> **Data for processing**:
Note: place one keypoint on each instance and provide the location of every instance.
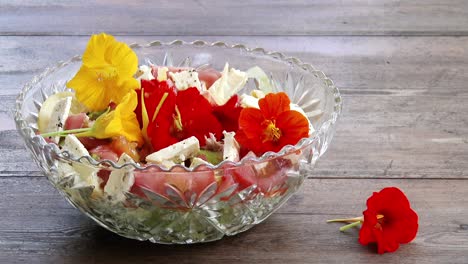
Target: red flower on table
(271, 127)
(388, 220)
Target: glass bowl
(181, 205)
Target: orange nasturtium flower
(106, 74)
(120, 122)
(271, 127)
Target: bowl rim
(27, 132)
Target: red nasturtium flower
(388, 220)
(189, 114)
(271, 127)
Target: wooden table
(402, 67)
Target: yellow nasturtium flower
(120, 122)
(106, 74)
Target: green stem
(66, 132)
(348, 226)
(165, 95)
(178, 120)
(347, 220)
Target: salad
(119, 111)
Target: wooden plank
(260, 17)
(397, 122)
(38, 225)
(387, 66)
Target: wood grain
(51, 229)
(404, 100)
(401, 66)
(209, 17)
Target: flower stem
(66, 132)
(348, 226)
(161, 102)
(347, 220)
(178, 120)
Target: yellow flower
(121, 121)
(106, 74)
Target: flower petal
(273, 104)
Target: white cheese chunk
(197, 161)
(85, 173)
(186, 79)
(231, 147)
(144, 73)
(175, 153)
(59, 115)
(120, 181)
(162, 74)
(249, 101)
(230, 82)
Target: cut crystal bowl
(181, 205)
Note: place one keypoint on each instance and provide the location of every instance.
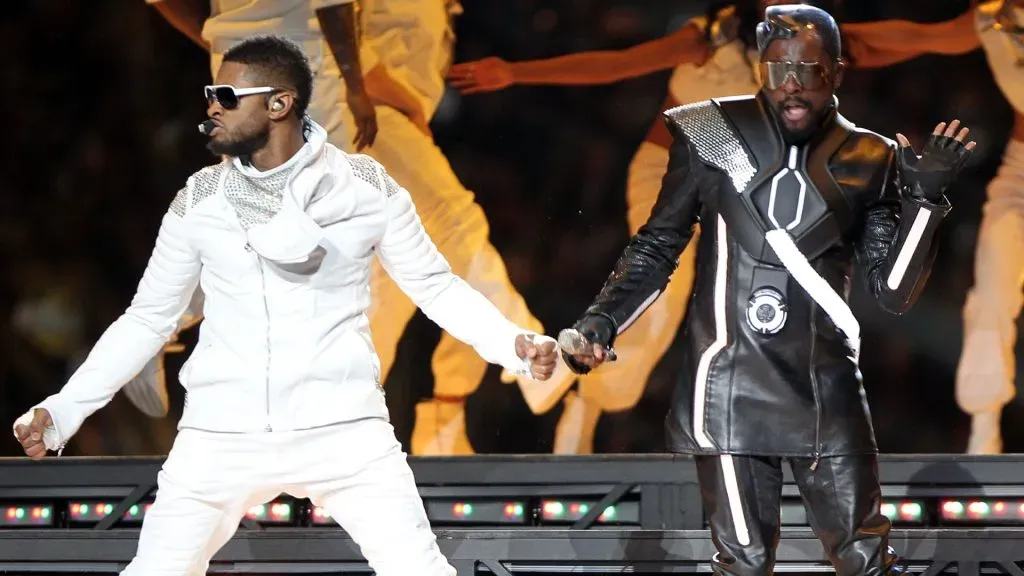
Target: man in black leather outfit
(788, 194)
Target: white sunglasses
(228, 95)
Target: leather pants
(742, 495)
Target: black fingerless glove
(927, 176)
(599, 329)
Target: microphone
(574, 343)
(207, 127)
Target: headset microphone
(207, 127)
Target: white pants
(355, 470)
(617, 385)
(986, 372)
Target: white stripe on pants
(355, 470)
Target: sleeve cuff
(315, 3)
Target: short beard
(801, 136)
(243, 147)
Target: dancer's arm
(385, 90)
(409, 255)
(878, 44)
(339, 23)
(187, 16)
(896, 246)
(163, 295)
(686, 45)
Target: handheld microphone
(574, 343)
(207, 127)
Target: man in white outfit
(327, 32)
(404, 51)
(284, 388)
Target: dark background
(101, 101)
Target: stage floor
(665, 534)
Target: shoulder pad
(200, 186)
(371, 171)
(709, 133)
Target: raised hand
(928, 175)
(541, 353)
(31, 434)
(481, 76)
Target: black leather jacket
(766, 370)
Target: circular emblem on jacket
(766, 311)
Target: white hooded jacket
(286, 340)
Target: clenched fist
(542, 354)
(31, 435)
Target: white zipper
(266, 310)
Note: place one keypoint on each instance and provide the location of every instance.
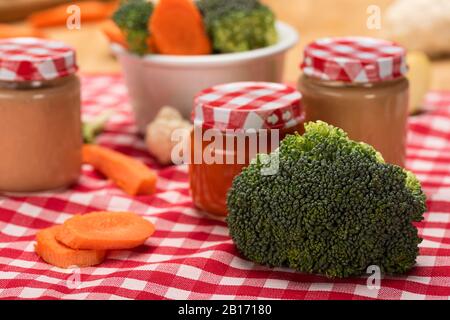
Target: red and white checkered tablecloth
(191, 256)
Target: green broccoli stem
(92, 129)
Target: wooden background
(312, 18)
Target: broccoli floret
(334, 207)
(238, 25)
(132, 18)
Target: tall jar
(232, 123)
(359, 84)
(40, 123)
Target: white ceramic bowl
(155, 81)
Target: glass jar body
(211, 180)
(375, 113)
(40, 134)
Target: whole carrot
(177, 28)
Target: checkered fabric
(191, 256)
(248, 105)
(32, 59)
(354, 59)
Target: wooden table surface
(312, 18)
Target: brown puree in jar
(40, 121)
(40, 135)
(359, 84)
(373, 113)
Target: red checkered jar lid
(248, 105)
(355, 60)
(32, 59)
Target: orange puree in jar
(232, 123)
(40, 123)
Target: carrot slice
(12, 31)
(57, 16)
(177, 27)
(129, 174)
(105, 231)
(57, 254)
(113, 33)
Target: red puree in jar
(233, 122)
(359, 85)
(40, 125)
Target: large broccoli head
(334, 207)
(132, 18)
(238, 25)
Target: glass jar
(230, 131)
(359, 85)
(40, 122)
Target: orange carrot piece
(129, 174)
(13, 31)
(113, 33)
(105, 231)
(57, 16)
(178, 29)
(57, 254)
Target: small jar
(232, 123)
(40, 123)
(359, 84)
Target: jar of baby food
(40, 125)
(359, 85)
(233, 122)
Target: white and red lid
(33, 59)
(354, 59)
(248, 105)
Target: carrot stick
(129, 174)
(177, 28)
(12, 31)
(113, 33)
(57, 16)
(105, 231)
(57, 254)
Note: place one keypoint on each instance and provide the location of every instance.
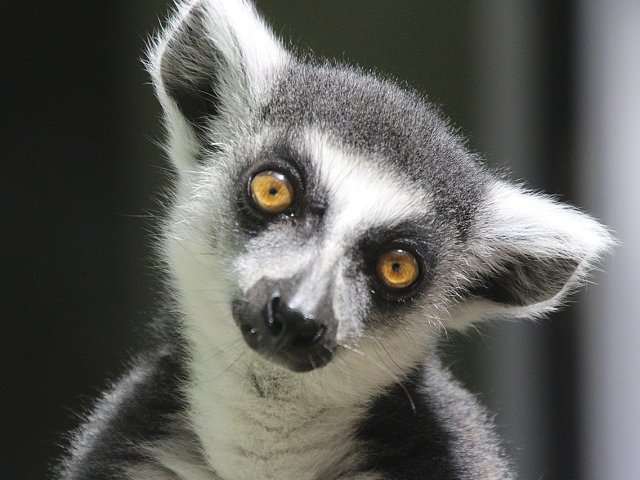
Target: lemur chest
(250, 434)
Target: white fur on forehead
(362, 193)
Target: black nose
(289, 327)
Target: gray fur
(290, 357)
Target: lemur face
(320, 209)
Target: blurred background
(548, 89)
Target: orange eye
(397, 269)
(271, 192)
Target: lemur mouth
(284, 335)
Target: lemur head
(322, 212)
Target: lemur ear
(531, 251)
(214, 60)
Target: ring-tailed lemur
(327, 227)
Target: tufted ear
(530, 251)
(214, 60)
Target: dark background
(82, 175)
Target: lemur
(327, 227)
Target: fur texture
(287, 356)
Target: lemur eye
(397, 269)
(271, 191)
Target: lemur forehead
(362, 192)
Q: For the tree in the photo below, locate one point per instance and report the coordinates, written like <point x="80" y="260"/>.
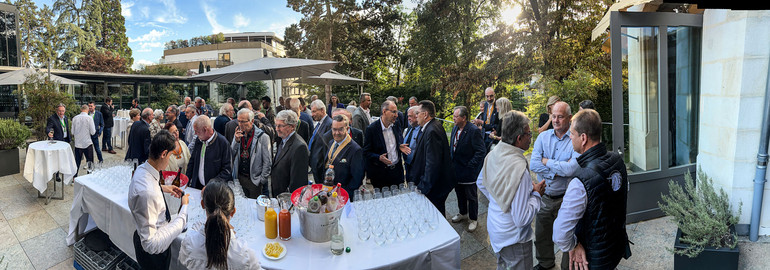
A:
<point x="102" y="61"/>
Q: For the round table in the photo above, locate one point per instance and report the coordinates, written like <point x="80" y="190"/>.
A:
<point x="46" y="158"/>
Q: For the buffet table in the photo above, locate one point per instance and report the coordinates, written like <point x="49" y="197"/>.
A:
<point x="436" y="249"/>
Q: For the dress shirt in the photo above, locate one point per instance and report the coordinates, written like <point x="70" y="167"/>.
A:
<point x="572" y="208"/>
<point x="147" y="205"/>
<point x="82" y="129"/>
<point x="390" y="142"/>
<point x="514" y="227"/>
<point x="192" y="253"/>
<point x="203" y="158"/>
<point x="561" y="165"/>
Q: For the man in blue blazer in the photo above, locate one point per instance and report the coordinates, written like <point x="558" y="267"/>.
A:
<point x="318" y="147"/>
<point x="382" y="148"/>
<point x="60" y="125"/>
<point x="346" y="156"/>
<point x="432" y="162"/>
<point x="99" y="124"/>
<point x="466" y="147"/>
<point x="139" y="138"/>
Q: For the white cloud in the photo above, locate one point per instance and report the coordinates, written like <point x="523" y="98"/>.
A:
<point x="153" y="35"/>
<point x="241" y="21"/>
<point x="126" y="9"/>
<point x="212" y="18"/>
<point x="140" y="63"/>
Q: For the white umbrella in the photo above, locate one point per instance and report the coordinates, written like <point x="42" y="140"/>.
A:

> **Problem to work on**: Retype the listing above exactly as it appears, omitting the pictures.

> **Response for this exercise**:
Note: place one keypoint on each instance and provide the location of every instance.
Target: red flower on table
(271, 127)
(388, 220)
Target: glass bowl
(181, 205)
Target: orange nasturtium flower
(106, 74)
(120, 122)
(271, 127)
Target: bowl rim
(27, 132)
Target: red nasturtium flower
(388, 220)
(189, 114)
(271, 127)
Target: wooden table
(402, 67)
Target: yellow nasturtium flower
(120, 122)
(106, 74)
Target: green stem
(66, 132)
(348, 226)
(165, 95)
(178, 120)
(347, 220)
Target: salad
(119, 111)
Target: wooden plank
(260, 17)
(397, 122)
(38, 225)
(387, 66)
Target: wood grain
(51, 229)
(404, 100)
(401, 66)
(209, 17)
Target: flower stem
(66, 132)
(348, 226)
(161, 102)
(347, 220)
(178, 120)
Target: yellow flower
(121, 121)
(106, 74)
Target: flower petal
(273, 104)
Target: white cheese chunk
(197, 161)
(85, 173)
(186, 79)
(231, 147)
(144, 73)
(175, 153)
(59, 115)
(120, 181)
(162, 74)
(249, 101)
(230, 82)
Target: cut crystal bowl
(181, 205)
Note: place one keypoint on each instance and provide the location of every instance.
Target: man in black leather outfit
(788, 194)
Target: white sunglasses
(228, 95)
Target: leather pants
(742, 495)
Target: black fingerless glove
(927, 176)
(599, 329)
Target: microphone
(574, 343)
(207, 127)
Target: headset microphone
(207, 127)
Target: white pants
(355, 470)
(617, 385)
(986, 372)
Target: white stripe on pants
(355, 470)
Target: sleeve cuff
(315, 3)
Target: short beard
(801, 136)
(243, 147)
Target: dancer's arm
(385, 90)
(409, 255)
(878, 44)
(339, 23)
(187, 16)
(896, 246)
(163, 295)
(686, 45)
Target: handheld microphone
(574, 343)
(207, 127)
Target: man in white outfit
(327, 32)
(404, 51)
(284, 388)
Target: dark background
(101, 101)
Target: stage floor
(665, 534)
Target: shoulder pad
(200, 186)
(371, 171)
(709, 133)
Target: raised hand
(928, 175)
(541, 353)
(31, 434)
(481, 76)
Target: black leather jacket
(766, 370)
Target: circular emblem on jacket
(766, 311)
Target: white hooded jacket
(286, 340)
Target: clenched fist
(542, 354)
(31, 435)
Target: white zipper
(266, 310)
Note: place one keypoint on each instance and provide the location of every instance.
Target: red and white checkered tablecloth
(191, 256)
Target: green broccoli stem
(92, 129)
Target: wooden background
(312, 18)
Target: broccoli floret
(334, 207)
(238, 25)
(132, 18)
Target: tall jar
(232, 123)
(359, 84)
(40, 123)
Target: white ceramic bowl
(155, 81)
Target: glass jar body
(211, 180)
(375, 113)
(40, 134)
Target: whole carrot
(177, 28)
Target: checkered fabric
(191, 256)
(248, 105)
(32, 59)
(354, 59)
Target: wooden table surface
(312, 18)
Target: brown puree in jar
(40, 121)
(40, 135)
(359, 84)
(373, 113)
Target: red checkered jar lid
(248, 105)
(355, 60)
(32, 59)
Target: orange puree in jar
(232, 123)
(40, 123)
Target: carrot slice
(12, 31)
(57, 16)
(177, 27)
(129, 174)
(105, 231)
(57, 254)
(113, 33)
Target: red puree in jar
(233, 122)
(359, 85)
(40, 125)
Target: large broccoli head
(334, 207)
(132, 18)
(238, 25)
Target: glass jar
(230, 131)
(359, 85)
(40, 122)
Target: orange carrot piece
(129, 174)
(13, 31)
(113, 33)
(105, 231)
(57, 16)
(178, 29)
(57, 254)
Target: small jar
(232, 123)
(40, 123)
(359, 84)
Target: jar of baby food
(40, 125)
(359, 85)
(233, 122)
Target: white and red lid
(33, 59)
(354, 59)
(248, 105)
Target: carrot stick
(129, 174)
(177, 28)
(12, 31)
(113, 33)
(57, 16)
(105, 231)
(57, 254)
Note: place one keypoint on each instance and provide the location of every instance.
Target: lemur chest
(250, 434)
Target: white fur on forehead
(362, 193)
Target: black nose
(289, 327)
Target: gray fur
(290, 357)
Target: lemur face
(320, 209)
Target: blurred background
(548, 89)
Target: orange eye
(397, 269)
(271, 192)
Target: lemur mouth
(284, 335)
Target: lemur head
(322, 212)
Target: lemur ear
(531, 251)
(214, 60)
Target: ring-tailed lemur
(327, 227)
Target: tufted ear
(530, 251)
(214, 60)
Target: dark background
(82, 175)
Target: lemur
(327, 227)
Target: fur texture
(287, 356)
Target: lemur eye
(397, 269)
(271, 191)
Target: lemur forehead
(362, 192)
Q: For the tree in the photo below, locate one point per instance and report the coordinates, written like <point x="80" y="260"/>.
A:
<point x="102" y="61"/>
Q: For the round table in the photo above, locate one point per instance and report the coordinates, written like <point x="80" y="190"/>.
A:
<point x="46" y="158"/>
Q: For the buffet table in the photo above, locate one point per instance and report the coordinates, written like <point x="49" y="197"/>.
A:
<point x="436" y="249"/>
Q: For the dress shirt in the photo above, locate one point per instance and report the coordinates, written like <point x="70" y="167"/>.
A:
<point x="572" y="208"/>
<point x="147" y="205"/>
<point x="82" y="129"/>
<point x="390" y="142"/>
<point x="514" y="227"/>
<point x="192" y="253"/>
<point x="203" y="158"/>
<point x="561" y="165"/>
Q: For the man in blue blazer in the photo above, locate one point per instance and report the coordinates, written like <point x="558" y="267"/>.
A:
<point x="318" y="147"/>
<point x="382" y="148"/>
<point x="60" y="125"/>
<point x="346" y="156"/>
<point x="432" y="162"/>
<point x="99" y="124"/>
<point x="466" y="147"/>
<point x="139" y="138"/>
Q: For the white cloud in the photo above, locate one point per instance and report the coordinates, written like <point x="523" y="98"/>.
A:
<point x="153" y="35"/>
<point x="241" y="21"/>
<point x="126" y="9"/>
<point x="212" y="18"/>
<point x="140" y="63"/>
Q: For the white umbrella in the photo above, locate one point per instance and report the coordinates, written like <point x="42" y="140"/>.
A:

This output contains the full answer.